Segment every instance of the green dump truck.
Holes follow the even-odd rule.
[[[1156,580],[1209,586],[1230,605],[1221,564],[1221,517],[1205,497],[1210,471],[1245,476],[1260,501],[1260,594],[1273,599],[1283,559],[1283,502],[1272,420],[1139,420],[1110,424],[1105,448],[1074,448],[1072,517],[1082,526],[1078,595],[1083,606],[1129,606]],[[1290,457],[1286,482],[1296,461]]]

==

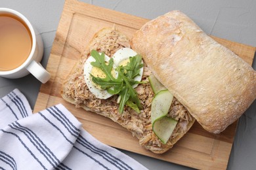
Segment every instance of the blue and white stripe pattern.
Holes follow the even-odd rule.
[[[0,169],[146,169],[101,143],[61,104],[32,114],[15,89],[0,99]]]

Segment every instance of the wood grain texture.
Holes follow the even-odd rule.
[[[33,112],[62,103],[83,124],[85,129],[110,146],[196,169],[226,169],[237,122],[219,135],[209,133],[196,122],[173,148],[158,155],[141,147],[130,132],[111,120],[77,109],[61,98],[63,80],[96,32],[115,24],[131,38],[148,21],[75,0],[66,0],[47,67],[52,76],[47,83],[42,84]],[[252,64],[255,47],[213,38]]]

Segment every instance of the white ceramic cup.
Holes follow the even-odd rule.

_Exercise brief_
Extract every line from the entries above that contains the word "instance", copying each such line in full. Treat the match as case-sensitive.

_Task response_
Segment every instance of the green dump truck.
Segment every instance of the blue and white stripe pattern.
Segment every instance of the wood grain texture.
Segment every instance of the white ceramic cup.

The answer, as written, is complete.